### Exercise objective
Going through the material below, please gather all lines with the word "mask" in them.

### Excerpted data
----------------------------------------
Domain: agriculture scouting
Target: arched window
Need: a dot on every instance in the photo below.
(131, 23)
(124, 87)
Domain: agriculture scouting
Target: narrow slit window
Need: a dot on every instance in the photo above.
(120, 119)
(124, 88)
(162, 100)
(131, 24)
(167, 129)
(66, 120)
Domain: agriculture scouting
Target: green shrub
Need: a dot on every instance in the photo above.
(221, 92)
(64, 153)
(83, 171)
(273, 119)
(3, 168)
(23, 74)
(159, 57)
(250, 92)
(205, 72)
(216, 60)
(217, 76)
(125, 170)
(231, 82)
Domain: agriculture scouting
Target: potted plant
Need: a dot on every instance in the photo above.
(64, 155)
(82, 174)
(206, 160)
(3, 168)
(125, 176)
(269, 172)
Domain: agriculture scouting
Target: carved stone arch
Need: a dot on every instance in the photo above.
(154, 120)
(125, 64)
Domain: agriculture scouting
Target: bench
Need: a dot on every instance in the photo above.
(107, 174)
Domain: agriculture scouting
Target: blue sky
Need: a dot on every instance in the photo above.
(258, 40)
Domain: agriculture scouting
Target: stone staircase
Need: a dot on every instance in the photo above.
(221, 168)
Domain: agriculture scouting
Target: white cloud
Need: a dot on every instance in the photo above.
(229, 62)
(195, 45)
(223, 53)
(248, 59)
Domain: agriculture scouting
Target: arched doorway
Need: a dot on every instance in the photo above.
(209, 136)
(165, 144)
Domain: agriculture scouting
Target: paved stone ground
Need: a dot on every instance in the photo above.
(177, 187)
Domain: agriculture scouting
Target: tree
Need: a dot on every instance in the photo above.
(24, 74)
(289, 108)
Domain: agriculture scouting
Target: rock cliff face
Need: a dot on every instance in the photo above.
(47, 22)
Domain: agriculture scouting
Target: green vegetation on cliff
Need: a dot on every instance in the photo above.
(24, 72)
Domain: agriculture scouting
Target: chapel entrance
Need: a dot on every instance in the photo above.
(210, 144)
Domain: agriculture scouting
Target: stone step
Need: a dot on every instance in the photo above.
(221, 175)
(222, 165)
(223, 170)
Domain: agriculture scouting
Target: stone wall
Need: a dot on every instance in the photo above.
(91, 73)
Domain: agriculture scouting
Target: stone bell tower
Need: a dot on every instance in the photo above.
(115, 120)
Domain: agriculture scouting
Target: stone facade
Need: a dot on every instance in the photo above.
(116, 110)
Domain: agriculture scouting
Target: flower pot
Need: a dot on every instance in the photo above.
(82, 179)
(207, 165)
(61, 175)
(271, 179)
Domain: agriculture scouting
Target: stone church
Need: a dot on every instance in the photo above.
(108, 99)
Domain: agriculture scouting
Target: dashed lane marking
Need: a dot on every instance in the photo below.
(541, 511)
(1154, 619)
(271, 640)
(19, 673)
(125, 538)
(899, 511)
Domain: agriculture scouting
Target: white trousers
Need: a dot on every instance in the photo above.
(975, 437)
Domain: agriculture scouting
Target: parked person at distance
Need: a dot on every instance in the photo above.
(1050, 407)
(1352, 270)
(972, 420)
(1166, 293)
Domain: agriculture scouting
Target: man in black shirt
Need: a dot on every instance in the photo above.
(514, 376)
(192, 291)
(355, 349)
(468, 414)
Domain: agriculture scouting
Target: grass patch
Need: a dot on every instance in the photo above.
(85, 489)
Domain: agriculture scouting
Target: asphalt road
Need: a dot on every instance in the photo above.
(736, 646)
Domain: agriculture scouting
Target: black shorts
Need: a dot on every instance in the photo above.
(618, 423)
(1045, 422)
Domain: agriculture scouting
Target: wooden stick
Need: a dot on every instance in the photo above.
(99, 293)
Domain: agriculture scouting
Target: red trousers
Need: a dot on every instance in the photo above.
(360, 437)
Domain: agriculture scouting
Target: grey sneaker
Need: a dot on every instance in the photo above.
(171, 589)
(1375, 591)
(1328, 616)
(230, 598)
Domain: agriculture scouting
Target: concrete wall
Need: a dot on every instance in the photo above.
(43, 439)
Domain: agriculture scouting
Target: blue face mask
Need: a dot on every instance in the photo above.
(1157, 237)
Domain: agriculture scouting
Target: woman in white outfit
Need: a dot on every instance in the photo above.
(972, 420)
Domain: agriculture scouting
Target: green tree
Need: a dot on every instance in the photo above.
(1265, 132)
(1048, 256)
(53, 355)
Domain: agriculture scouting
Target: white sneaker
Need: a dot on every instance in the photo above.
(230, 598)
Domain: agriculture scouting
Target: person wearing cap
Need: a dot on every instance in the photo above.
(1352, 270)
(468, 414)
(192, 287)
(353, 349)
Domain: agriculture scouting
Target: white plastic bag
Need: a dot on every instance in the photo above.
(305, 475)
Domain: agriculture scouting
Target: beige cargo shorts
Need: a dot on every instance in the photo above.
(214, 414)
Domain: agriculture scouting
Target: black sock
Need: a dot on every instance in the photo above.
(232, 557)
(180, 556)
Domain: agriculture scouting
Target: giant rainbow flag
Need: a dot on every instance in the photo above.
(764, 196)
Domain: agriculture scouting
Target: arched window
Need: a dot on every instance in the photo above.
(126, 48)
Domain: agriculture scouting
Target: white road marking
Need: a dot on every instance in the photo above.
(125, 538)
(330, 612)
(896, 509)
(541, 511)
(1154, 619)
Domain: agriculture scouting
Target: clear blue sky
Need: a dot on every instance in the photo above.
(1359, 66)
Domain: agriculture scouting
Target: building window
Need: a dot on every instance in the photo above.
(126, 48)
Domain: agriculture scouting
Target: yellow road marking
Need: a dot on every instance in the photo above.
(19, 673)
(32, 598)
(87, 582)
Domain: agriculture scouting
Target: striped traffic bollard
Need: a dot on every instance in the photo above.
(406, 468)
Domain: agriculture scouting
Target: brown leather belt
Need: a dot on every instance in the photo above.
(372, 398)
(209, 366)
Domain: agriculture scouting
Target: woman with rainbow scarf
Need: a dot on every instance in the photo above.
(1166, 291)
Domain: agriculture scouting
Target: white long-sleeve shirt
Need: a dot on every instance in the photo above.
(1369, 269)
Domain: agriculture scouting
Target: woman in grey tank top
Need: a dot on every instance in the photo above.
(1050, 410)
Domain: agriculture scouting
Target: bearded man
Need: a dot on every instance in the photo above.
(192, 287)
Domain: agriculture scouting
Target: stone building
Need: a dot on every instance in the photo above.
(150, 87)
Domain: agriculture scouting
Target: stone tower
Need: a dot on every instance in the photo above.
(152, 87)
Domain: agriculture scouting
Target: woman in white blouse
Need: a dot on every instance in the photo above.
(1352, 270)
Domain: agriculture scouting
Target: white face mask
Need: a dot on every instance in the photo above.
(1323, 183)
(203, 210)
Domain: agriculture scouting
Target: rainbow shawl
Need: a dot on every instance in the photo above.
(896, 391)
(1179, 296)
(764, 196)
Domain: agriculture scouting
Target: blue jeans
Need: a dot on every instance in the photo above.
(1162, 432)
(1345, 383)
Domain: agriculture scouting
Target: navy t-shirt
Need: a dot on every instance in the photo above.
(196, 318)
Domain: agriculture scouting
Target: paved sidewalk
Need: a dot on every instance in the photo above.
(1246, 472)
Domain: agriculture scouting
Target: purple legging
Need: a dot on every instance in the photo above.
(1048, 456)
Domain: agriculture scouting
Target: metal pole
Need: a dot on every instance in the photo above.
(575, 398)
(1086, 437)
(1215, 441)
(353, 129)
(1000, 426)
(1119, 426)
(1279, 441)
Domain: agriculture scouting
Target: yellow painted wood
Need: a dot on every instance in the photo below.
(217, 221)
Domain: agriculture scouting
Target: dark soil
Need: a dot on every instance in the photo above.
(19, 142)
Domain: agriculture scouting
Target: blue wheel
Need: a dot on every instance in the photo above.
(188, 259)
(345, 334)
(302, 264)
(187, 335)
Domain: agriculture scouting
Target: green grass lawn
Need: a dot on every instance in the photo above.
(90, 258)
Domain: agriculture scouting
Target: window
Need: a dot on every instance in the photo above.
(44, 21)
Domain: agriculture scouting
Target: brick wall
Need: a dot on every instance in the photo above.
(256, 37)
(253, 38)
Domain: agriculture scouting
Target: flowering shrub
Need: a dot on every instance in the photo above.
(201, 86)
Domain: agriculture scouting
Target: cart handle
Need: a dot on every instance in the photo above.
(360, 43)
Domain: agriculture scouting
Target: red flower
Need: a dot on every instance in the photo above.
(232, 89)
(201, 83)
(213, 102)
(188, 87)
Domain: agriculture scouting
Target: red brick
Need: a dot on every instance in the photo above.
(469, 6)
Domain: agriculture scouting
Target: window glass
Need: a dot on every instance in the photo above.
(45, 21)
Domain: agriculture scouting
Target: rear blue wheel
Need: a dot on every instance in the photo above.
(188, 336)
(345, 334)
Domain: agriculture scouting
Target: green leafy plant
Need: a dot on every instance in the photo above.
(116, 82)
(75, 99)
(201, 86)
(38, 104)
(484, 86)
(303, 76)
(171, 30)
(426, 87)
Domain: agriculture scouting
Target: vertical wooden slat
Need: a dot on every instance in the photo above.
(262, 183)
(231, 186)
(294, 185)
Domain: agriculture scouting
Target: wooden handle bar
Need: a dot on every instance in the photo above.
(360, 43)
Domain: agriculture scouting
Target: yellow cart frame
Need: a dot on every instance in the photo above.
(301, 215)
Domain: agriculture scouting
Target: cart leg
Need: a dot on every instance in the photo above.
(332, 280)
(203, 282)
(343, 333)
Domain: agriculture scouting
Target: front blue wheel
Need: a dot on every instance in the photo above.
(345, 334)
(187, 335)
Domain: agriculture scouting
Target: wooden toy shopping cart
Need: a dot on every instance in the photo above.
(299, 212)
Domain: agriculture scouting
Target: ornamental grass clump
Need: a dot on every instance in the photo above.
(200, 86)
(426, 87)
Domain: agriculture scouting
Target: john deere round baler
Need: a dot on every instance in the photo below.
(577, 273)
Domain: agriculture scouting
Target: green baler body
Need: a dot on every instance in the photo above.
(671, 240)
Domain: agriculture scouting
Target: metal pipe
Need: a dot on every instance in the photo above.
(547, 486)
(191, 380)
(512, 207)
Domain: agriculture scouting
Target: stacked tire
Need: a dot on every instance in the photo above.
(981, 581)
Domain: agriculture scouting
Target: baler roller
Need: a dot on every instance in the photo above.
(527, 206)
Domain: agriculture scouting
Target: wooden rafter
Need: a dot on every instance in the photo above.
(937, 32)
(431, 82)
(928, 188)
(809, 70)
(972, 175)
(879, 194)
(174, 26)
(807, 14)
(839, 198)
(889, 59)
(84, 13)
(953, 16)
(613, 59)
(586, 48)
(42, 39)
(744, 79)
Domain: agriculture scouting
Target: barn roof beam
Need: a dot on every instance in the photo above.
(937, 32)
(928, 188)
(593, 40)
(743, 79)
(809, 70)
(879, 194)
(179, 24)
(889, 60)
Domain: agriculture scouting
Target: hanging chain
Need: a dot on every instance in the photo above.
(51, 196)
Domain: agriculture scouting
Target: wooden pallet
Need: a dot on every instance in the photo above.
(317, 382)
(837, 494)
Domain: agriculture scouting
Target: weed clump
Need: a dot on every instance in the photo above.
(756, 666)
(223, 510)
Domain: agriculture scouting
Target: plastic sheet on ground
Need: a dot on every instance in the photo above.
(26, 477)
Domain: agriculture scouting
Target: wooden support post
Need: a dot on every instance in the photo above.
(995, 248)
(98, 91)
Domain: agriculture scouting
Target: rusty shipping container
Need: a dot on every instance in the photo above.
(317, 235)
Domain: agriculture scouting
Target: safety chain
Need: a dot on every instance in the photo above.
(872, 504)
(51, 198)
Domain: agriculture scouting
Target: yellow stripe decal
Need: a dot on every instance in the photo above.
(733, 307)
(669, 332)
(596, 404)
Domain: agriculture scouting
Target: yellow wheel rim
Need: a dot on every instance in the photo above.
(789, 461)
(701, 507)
----------------------------------------
### Solved exercise
Target: blue face mask
Target: white face mask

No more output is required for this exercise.